* [Порядок выполнения]:
(a) Перечислите всех реальных людей (не литературных персонажей), названных по имени или фамилии в отрывке о песне памяти Высоцкого.
(b) Объясните, чем отрывок о песне памяти Высоцкого обосновывает то, что адрес на Никитском бульваре был хорошо известен Визбору.

* [Исходный отрывок]:
====================
Песня посвящена памяти Высоцкого, и автор точно и тонко передаёт в стихах суть творческих интересов своего героя. Во-первых, поставлены в один ряд имена Гоголя и Булгакова (Фагот, он же Коровьев, с треснутым пенсне — один из спутников Воланда в романе «Мастер и Маргарита»), Гоголевскую кочергу поэт, наверное, увидел в московском музее писателя, в его последнем жилище в доме графа Александра Петровича Толстого на Никитском бульваре (в эпоху Визбора он назывался Суворовским). Она символизировала сожжение автором на исходе своей жизни второго тома «Мёртвых душ». С 1974 года в доме, где теперь размещалась городская библиотека, действовал мини-музей — две мемориальные комнаты писателя, и кочерга там действительно была. Этот адрес Юрию Иосифовичу был хорошо известен: в первой половине 1960-х именно в этом здании располагались редакции журналов «Советское радио и телевидение» (со временем переименованного в «Телевидение и радиовещание») и «РТ-программы», в которых он, как мы помним, иногда печатался. Возможно, по старой памяти он заглядывал в знакомый дом — теперь уже музей — и в позднейшие времена. Что касается Булгакова — Визбор, конечно, смотрел культовый (иначе не скажешь) спектакль «Мастер и Маргарита» в Театре на Таганке, где роль Воланда играл его друг Смехов. Доказательство тому — афиша спектакля, висевшая у него, наряду с ленкомовской афишей собственного «Автограда», в квартире на улице Чехова. Вообще в ту пору даже найти текст романа было непросто. Уж очень он был не похож на советскую литературу, и поэтому издавали его редко, как бы нехотя и с досадой, что однажды дали слабину — разрешили и теперь уже не запретишь. А уж попасть на таганковскую постановку… Визбор был одним из таких счастливцев. Само же имя Булгакова воспринималось как знак свободного, неподцензурного творчества, создания тех «рукописей», которые, и будучи запрещены, «не горят».
====================
* [Записи]:
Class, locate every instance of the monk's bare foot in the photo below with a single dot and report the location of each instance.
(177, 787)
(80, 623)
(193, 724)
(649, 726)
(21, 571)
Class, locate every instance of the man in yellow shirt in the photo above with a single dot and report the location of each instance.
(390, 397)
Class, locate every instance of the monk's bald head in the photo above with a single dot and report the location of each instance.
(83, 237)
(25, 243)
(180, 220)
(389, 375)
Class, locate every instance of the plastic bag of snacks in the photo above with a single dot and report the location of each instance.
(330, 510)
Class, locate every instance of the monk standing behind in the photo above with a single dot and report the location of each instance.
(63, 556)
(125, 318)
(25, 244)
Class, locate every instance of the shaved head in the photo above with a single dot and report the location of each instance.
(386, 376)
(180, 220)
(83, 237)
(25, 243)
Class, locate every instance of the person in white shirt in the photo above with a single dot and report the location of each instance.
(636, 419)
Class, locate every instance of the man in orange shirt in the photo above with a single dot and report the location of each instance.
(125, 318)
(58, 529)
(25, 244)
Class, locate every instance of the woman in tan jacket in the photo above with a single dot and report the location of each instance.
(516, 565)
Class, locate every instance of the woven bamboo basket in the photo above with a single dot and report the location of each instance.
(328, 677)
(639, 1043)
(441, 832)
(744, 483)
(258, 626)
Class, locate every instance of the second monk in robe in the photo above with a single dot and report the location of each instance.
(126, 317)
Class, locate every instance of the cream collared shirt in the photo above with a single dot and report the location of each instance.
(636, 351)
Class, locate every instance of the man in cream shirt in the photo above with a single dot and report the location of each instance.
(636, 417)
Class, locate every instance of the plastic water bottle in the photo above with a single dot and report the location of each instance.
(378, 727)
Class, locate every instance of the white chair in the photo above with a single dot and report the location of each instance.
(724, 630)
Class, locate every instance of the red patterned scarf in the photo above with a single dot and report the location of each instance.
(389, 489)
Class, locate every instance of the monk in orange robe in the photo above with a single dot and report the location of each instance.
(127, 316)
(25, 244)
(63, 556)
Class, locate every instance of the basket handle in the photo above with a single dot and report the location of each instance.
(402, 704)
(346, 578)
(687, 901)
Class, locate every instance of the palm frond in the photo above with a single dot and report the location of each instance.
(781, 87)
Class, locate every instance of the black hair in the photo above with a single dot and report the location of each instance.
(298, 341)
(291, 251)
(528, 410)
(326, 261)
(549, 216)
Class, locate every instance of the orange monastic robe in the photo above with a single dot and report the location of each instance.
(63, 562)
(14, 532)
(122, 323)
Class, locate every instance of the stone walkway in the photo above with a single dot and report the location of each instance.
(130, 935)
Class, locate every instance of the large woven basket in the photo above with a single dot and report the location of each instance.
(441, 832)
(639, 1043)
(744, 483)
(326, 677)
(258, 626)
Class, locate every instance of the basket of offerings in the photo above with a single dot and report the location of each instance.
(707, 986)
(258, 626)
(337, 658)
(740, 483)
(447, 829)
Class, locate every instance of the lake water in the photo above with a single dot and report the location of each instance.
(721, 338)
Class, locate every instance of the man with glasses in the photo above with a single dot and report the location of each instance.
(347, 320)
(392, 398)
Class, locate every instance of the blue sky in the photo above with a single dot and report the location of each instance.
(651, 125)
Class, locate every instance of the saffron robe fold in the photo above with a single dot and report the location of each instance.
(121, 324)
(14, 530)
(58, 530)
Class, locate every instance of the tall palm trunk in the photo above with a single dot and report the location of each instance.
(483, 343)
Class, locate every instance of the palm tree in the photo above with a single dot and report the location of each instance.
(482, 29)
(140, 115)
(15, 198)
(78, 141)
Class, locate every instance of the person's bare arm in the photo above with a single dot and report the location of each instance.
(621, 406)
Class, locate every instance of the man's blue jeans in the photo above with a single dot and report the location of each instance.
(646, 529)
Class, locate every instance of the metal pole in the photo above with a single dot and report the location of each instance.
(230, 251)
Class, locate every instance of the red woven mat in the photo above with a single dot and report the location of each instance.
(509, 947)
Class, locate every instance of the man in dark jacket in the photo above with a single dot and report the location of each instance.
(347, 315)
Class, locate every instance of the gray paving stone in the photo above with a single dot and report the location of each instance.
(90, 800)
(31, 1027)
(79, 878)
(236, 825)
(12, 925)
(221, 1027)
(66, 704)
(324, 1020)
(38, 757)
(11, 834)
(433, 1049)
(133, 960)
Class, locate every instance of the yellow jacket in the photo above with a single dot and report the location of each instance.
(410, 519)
====================
* [Ответы к заданиям]:
(a) Высоцкий, Гоголь, Булгаков, граф Александр Петрович Толстой, Визбор (Юрий Иосифович), Смехов.

(b) В первой половине 1960-х годов в этом здании располагались редакции журналов «Советское радио и телевидение» и «РТ-программы». Визбор иногда в них печатался.